[Natural language region descriptions]
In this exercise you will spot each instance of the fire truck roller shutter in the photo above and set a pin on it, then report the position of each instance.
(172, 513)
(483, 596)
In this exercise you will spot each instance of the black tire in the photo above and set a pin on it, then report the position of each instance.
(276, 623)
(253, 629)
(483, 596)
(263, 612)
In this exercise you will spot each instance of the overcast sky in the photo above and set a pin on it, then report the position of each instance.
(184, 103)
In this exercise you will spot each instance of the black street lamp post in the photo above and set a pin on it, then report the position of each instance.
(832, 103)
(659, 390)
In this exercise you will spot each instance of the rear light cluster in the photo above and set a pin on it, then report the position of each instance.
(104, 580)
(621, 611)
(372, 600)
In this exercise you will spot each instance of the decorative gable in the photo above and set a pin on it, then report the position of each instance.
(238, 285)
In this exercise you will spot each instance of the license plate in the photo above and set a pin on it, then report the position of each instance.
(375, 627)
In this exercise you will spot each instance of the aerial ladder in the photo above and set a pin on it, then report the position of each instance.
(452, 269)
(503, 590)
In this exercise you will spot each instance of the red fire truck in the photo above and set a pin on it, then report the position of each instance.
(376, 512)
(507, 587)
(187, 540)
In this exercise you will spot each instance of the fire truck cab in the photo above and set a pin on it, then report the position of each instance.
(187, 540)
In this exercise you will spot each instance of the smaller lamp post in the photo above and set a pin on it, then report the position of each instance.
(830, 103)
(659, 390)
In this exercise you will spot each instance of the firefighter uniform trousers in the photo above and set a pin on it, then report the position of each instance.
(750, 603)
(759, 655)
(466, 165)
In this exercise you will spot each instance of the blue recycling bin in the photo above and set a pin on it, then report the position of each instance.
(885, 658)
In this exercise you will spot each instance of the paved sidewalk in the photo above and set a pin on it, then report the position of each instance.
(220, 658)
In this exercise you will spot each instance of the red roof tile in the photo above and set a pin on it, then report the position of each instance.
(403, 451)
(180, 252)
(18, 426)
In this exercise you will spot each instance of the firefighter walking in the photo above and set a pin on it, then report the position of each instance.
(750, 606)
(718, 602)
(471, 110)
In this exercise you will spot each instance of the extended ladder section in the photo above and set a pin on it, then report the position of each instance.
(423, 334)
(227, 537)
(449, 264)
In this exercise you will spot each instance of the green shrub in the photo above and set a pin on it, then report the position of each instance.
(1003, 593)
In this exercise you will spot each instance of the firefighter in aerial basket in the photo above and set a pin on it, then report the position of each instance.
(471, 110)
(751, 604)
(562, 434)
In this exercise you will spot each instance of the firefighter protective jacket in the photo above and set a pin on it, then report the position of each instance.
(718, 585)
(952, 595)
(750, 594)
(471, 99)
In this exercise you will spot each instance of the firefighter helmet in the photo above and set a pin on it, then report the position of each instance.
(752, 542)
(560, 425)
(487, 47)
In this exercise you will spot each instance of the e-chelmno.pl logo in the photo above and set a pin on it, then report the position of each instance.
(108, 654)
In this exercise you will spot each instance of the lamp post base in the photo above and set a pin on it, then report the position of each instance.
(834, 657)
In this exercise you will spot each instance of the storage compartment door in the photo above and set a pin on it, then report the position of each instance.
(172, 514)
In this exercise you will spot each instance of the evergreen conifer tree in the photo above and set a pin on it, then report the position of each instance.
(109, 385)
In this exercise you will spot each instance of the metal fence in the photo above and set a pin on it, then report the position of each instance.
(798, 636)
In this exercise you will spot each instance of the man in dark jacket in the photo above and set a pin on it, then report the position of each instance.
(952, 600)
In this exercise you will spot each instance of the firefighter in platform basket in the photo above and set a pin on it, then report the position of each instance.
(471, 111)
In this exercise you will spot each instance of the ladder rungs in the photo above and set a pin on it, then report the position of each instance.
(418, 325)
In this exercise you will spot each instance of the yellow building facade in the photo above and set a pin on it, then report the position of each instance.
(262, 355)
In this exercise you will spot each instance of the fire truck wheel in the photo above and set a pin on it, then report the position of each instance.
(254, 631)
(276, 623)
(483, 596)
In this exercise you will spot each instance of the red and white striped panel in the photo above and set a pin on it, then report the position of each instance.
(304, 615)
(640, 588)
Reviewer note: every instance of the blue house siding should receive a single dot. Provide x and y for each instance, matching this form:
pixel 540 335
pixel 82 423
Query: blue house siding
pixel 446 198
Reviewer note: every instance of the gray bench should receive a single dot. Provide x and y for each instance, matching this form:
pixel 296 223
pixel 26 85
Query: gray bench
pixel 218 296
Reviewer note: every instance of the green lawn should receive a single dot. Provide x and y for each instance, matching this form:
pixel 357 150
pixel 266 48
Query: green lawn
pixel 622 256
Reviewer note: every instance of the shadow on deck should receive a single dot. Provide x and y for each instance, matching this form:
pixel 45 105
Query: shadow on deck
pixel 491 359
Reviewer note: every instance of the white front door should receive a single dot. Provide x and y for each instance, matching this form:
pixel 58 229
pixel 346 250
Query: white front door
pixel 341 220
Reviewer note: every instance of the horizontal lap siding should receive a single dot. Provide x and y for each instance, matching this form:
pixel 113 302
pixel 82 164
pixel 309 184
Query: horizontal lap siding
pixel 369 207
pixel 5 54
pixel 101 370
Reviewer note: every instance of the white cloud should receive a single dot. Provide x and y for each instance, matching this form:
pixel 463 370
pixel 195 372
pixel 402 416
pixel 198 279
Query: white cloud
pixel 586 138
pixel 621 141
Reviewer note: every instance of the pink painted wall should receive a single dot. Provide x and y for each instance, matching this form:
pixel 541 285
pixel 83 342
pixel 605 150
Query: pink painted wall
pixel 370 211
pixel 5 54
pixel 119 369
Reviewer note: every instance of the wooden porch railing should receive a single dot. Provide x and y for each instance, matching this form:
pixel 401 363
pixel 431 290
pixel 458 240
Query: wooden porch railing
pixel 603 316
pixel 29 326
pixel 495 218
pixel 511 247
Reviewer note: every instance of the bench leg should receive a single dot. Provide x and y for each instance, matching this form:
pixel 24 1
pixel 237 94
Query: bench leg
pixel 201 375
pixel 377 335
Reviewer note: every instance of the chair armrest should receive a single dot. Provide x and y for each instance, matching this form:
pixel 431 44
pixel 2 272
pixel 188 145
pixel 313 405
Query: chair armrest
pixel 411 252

**EXERCISE DIRECTIONS:**
Copy the data above in full, exactly as it reads.

**COMPLETED TASK:**
In this exercise you will spot each instance of the fire truck roller shutter in the photo above and set a pin on it, then report the position of each instance.
(172, 513)
(483, 596)
In this exercise you will spot each instance of the black tire in the photo above and set a pin on it, then report the position of each instance.
(276, 623)
(253, 629)
(483, 596)
(263, 612)
In this exercise you will spot each instance of the overcast sky in the photo above and set a pin on it, then report the position of each instance.
(184, 103)
In this exercise you will spot each instance of the black street lamp post in the photo above and set a pin on it, then report the position of each instance.
(832, 103)
(659, 390)
In this exercise you will spot each instance of the rear light cluster in the photo above and set a pin on it, then report the position of each instance.
(104, 580)
(621, 611)
(372, 600)
In this exercise you will spot each instance of the decorative gable in the photo above and set a pin on it, then report the position of each instance.
(238, 285)
In this exercise you will spot each instance of the license plate in the photo above and set a pin on it, then report the position of each instance.
(375, 627)
In this exercise you will spot each instance of the aerial ladder in the photo above and set a pin on it, then report the position of each instance.
(452, 269)
(503, 590)
In this exercise you will spot each instance of the red fire truck in the photo above and set a pin on it, then report the position of each instance.
(376, 512)
(507, 587)
(187, 540)
In this exercise you will spot each instance of the fire truck cab in the photo above and set a pin on it, then report the position of each instance.
(187, 540)
In this exercise you will spot each instance of the smaller lamp post in the photo above and set a pin on it, then report the position of each instance.
(830, 103)
(659, 390)
In this exercise you will spot each instance of the firefighter uniform trousers in the photo above and set a pin on it, then report the position of each instance.
(750, 603)
(759, 655)
(466, 165)
In this exercise you will spot each instance of the blue recycling bin in the photo above and set a pin on it, then report the position of each instance.
(885, 658)
In this exercise you will spot each instance of the paved sidewalk in the photo above and set a pin on it, then report the position of each instance.
(220, 658)
In this exercise you will spot each instance of the red roof tile in the photo above and set a pin on it, then report the position of each instance.
(403, 451)
(180, 252)
(18, 426)
In this exercise you will spot each instance of the firefighter walking in the photo above and set a pin on it, then report the position of each instance.
(750, 606)
(718, 602)
(471, 110)
In this exercise you will spot each instance of the extended ladder section in the photo above and set a pin on it, then report the position of each instance.
(423, 334)
(227, 537)
(449, 264)
In this exercise you will spot each instance of the green shrub in the photo above and set a pin on it, then report the position of each instance.
(1003, 593)
In this exercise you will spot each instance of the firefighter in aerial basket in the photo above and set a pin on it, then report the position of each instance.
(471, 110)
(751, 604)
(562, 434)
In this exercise you will spot each instance of the firefighter protective jacket in the photo above and set a pin on it, then report the position of each instance.
(718, 585)
(952, 595)
(750, 594)
(471, 99)
In this exercise you will spot each instance of the firefighter helmet in the photo above and set a pin on it, then report the position of each instance.
(752, 542)
(560, 425)
(487, 47)
In this exercise you will spot each instance of the e-chelmno.pl logo in the photo above and set a pin on it, then report the position of each instance.
(108, 654)
In this exercise you will spot each instance of the lamp post base in the photo above and set a pin on it, then report the position of each instance.
(834, 657)
In this exercise you will spot each instance of the storage compartment door in the photo above and set a pin on it, then report the position of each instance.
(172, 514)
In this exercise you will spot each instance of the evergreen conifer tree in the photo above and set a pin on it, then report the position of each instance.
(109, 385)
In this exercise you will spot each instance of the metal fence in the photo above and set a pin on it, then report the position of each instance.
(798, 636)
In this exercise you will spot each instance of the man in dark jacket in the photo above and set a pin on it, then report the position of each instance.
(952, 600)
In this exercise you will spot each instance of the firefighter in platform basket in the photo above and set a pin on it, then report the position of each instance.
(471, 111)
In this exercise you will spot each instance of the ladder rungs in the photo above and set a pin on it, then report the position of each instance.
(418, 325)
In this exercise you will spot each instance of the yellow building facade in the photo above and set a pin on it, then report the position of each instance.
(262, 355)
In this exercise you will spot each instance of the fire truck wheel in the photo above and set a pin on it, then report the position of each instance.
(254, 631)
(276, 623)
(483, 596)
In this exercise you will spot each instance of the red and white striped panel in the photo above and set a pin on it, then report the position of each instance.
(304, 615)
(640, 588)
Reviewer note: every instance of the blue house siding should receive a single dot. Provide x and y for each instance, matching this form:
pixel 540 335
pixel 82 423
Query: blue house siding
pixel 446 198
Reviewer note: every instance of the gray bench should receive a single dot. Provide x and y for each instance, matching this form:
pixel 296 223
pixel 26 85
Query: gray bench
pixel 218 296
Reviewer note: every instance of the green lawn should receive a single dot. Provide x and y for each instance, matching this form:
pixel 357 150
pixel 266 48
Query: green lawn
pixel 622 256
Reviewer note: every instance of the shadow on deck should receive a single dot. Provide x and y for each instance, matching this form:
pixel 45 105
Query: shadow on deck
pixel 491 359
Reviewer note: every instance of the white front door should receive a single dot. Provide x and y for each instance, matching this form:
pixel 58 229
pixel 346 250
Query: white front door
pixel 341 220
Reviewer note: every instance of the horizontal lap siding should receive a single dot. Provide x and y for each instance, matching this form:
pixel 113 302
pixel 82 164
pixel 309 184
Query: horizontal lap siding
pixel 369 207
pixel 5 54
pixel 101 370
Reviewer note: every instance of the white cloud should receive a single dot. Provide x and y for each instance, matching this form:
pixel 463 370
pixel 195 372
pixel 402 416
pixel 198 279
Query: white cloud
pixel 586 138
pixel 621 141
Reviewer note: every instance of the pink painted wall should receive a single dot. Provide x and y for each instance, matching this form:
pixel 541 285
pixel 83 342
pixel 605 150
Query: pink painted wall
pixel 370 211
pixel 5 54
pixel 119 369
Reviewer note: every instance of the wooden porch railing should receive a single dot. Provide x and y for each instance, matching this form:
pixel 401 363
pixel 431 290
pixel 458 240
Query: wooden porch railing
pixel 603 316
pixel 29 326
pixel 495 218
pixel 511 247
Reviewer note: every instance of the bench leg should receive a single dot. Provide x and y for each instance, matching this form:
pixel 24 1
pixel 237 94
Query: bench leg
pixel 201 375
pixel 377 335
Reviewer note: every instance of the chair armrest should receive a single dot. Provide x and y for each instance, matching this form:
pixel 431 44
pixel 2 272
pixel 188 145
pixel 313 405
Query: chair armrest
pixel 411 252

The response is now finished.